__TASK TO CARRY OUT__. Repeat every entry below exactly as given.
━━━━━━━━━━━━━━━━
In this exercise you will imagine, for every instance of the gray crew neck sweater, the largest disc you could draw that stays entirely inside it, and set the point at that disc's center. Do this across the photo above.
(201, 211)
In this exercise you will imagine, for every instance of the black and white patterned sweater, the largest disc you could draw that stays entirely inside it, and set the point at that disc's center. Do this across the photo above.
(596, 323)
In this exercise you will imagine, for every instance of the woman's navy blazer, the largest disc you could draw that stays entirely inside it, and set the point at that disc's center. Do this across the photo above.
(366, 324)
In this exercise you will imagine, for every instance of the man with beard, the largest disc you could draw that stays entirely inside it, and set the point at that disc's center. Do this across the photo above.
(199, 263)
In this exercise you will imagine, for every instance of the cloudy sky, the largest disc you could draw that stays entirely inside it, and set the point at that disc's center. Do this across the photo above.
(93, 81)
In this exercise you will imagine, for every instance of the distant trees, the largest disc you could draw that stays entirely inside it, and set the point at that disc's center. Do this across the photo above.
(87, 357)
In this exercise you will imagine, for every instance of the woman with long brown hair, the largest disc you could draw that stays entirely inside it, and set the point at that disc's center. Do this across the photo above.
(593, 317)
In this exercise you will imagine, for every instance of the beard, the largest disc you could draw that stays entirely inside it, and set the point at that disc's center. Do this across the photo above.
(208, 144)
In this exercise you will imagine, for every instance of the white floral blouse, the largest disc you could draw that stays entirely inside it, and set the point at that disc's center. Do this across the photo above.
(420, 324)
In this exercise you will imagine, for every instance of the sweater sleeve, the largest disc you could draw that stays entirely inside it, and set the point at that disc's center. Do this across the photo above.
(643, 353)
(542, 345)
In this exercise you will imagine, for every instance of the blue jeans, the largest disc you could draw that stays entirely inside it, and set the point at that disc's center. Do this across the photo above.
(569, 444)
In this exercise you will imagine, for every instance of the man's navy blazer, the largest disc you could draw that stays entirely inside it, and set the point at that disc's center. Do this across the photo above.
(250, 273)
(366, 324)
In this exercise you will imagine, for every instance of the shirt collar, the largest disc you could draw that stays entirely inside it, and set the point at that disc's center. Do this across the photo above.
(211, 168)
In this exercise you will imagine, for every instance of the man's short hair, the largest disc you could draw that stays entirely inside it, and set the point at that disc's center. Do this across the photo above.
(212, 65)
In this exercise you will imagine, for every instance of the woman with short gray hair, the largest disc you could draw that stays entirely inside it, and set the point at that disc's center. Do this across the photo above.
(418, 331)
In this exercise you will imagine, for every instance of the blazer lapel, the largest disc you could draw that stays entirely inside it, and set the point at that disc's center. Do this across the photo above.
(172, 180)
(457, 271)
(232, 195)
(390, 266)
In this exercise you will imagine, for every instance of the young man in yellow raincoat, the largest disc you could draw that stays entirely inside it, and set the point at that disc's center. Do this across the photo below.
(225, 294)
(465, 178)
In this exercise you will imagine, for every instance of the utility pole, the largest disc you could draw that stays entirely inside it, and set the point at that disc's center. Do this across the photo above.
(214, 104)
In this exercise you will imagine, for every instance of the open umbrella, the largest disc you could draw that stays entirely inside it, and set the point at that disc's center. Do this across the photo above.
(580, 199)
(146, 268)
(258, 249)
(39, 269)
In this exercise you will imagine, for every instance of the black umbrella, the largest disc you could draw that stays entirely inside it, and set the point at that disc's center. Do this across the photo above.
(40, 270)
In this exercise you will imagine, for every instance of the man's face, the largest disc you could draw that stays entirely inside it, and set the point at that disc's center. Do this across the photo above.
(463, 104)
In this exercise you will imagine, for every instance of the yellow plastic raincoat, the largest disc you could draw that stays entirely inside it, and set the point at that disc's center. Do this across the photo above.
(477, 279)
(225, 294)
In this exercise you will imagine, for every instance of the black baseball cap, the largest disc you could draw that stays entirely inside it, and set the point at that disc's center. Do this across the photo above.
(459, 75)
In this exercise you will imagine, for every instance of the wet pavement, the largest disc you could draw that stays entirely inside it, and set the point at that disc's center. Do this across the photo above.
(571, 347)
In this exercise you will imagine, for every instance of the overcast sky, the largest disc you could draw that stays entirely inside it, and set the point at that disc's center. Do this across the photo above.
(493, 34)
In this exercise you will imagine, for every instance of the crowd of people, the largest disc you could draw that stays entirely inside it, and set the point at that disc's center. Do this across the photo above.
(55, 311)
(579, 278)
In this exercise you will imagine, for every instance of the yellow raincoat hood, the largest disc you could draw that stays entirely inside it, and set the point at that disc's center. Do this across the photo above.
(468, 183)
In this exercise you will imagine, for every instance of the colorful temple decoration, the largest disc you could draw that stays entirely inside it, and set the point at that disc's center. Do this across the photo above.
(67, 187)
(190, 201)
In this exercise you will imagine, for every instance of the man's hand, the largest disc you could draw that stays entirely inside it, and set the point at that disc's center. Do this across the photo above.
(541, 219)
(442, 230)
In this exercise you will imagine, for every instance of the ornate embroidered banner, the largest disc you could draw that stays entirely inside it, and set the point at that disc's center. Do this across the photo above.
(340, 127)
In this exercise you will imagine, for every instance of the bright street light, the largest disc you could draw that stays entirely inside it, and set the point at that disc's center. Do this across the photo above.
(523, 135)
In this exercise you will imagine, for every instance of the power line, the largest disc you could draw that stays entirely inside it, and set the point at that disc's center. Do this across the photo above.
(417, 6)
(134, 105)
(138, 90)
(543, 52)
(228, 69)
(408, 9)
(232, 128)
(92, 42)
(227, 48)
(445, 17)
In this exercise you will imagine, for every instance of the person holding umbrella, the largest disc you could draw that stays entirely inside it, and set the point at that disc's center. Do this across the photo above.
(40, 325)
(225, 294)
━━━━━━━━━━━━━━━━
__SOLUTION TO THIS PROBLEM__.
In this exercise you will imagine, for every instance of the gray crew neck sweater, the largest disc you could draw that stays entirely inside it, and set the point at that disc's center. Do this across the photo above.
(201, 211)
In this exercise you will imagine, for every instance of the black and white patterned sweater, the largest disc you could draw that stays entirely inside it, and set the point at that disc's center. Do this across the photo above.
(596, 323)
In this exercise you will imagine, for every instance of the woman's navy blazer, the largest disc you could draw that stays entirely inside it, and set the point at that disc's center. Do this across the photo above.
(366, 324)
In this exercise you will imagine, for every instance of the man with beard, the largest disc you could draw that stays entirely inside it, and set the point at that disc's center. Do this across the photo above.
(199, 263)
In this exercise you will imagine, for every instance of the cloudy sky, the largest disc you could draw that stays entirely inside it, and set the point at that disc's center. Do this across the photo above.
(93, 81)
In this exercise you will imagine, for every instance of the distant trees, the largest disc you could draw that stays entirely inside it, and set the point at that disc's center. Do this across the photo above.
(87, 357)
In this exercise you will imagine, for every instance of the woman with long brown hair, the largest disc you could draw that stays entirely inside it, and set the point at that disc's center. Do this across the photo above.
(593, 317)
In this exercise you will imagine, for every instance of the beard, the largest disc you could draw that stays entirely inside it, and set the point at that disc's center. Do this across the photo above.
(208, 144)
In this exercise you will imagine, for every instance of the white floral blouse, the largest disc you could draw that stays entirely inside it, and set the point at that disc's center. Do this across the photo above.
(420, 324)
In this exercise you will imagine, for every instance of the sweater sleeve, the largest disc you could draw that stays entirely inside it, and set the point at that disc's center. Do this across the photo above.
(643, 353)
(542, 345)
In this exercise you will imagine, for every instance of the blue jeans, the largest disc you could draw that stays entirely inside it, and set the point at that disc's center. Do this across the photo above.
(569, 444)
In this exercise you will imagine, for every instance of the man's navy blazer, the largest disc you could draw that stays entirely inside it, and set the point at that disc's center. Do this across the photo above.
(250, 273)
(366, 324)
In this exercise you will imagine, for every instance of the shirt collar, the largest disc you could draw that stays entirely inside it, and set the point at that disc's center. Do this across the photo above.
(211, 168)
In this exercise you will imagine, for every instance of the man's short hair, the largest disc you could draw that stays entirely inside it, and set the point at that disc's center. Do this across the photo above.
(212, 65)
In this exercise you will imagine, for every instance of the woman with short gray hair, the largest disc you could draw that stays entirely inside it, and set the point at that disc's center. Do this across the photo above.
(418, 331)
In this exercise you will imagine, for every instance of the blazer lapel, the largest disc you could draw that stays entirely inside it, and set the point at that disc's center. Do this across the photo above.
(172, 180)
(457, 271)
(232, 195)
(390, 266)
In this exercise you will imagine, for every instance of the young man in yellow raincoat, the largest disc you could draw that stays entirely inside it, and set the point at that disc's center. Do this across the photo below.
(225, 294)
(465, 178)
In this exercise you will imagine, for every instance of the utility pole, the largest disc you could draw that stays entirely inside it, and set the point at that disc's center. Do this across the photo above.
(214, 104)
In this exercise you will imagine, for every instance of the open umbrella, the largest disc you could draw that stays entirely inside it, and set the point at that disc's center. Do this across the photo above.
(580, 199)
(146, 268)
(258, 249)
(39, 269)
In this exercise you will imagine, for every instance of the black umbrella, the largest disc you could draw that stays entirely inside it, and set the point at that disc's center. Do this across the photo above.
(40, 270)
In this exercise you will imagine, for every instance of the man's face, the largest disc you could draw that stays entirely inside it, and set the point at that disc's center. Do this across the photo above.
(463, 104)
In this exercise you will imagine, for every instance of the yellow plastic raincoat, the largest disc you could draw that stays entirely inside it, and set the point at that disc's center. Do this across the photo above.
(477, 279)
(225, 294)
In this exercise you will imagine, for every instance of the black baseball cap, the largest disc you could draw that stays entirely inside it, and set the point at that disc's center. Do this across the photo above.
(459, 75)
In this exercise you will imagine, for every instance of the wet pavement, the largest disc you could draw that stays entirely inside it, and set the point at that disc's center. Do this across the photo above.
(571, 347)
In this exercise you will imagine, for every instance of the overcast sky, the largest disc you could draw that stays entirely inside it, and set the point at that disc's center. Do this across the photo above.
(493, 34)
In this exercise you will imagine, for every instance of the crowd of people, the largest disc you could draw that stays entirely inside it, and set the point at that disc's center. Do this across the photo above.
(55, 311)
(579, 278)
In this exercise you will imagine, for every instance of the yellow raincoat hood, the largest disc you could draw that stays entirely inside it, and set the point at that disc's center. Do this across the photo above.
(468, 183)
In this exercise you will imagine, for every instance of the colorful temple decoration, the largest disc you could draw that stays entirely inside it, and set the point at that disc's center. Do this across the photo above.
(67, 187)
(190, 201)
In this exercise you will imagine, for every instance of the man's hand, the largest disc you could draw that stays entirely inside it, and set the point at that disc's center. Do this across the photo above.
(541, 219)
(442, 230)
In this exercise you will imagine, for every instance of the ornate embroidered banner, the largest disc you could draw that stays entirely inside it, and set the point at that disc's center. Do this across the photo above.
(340, 127)
In this exercise you will imagine, for every instance of the bright street light, the largest disc you could draw that stays entirely inside it, and set the point at that disc's center. Do this across the photo above.
(523, 135)
In this exercise you will imagine, for every instance of the power line, the largest disc you could draw that stays entirely inside it, and set the point at that disc's center. Do this across the photo above.
(417, 6)
(134, 105)
(138, 90)
(543, 52)
(228, 69)
(408, 9)
(232, 128)
(92, 42)
(227, 48)
(445, 17)
In this exercise you will imagine, for every instance of the person holding umbrella, the largest disc you could draw that stays entirely inside it, and set the point at that disc's center. Do this across the photo above.
(40, 325)
(225, 294)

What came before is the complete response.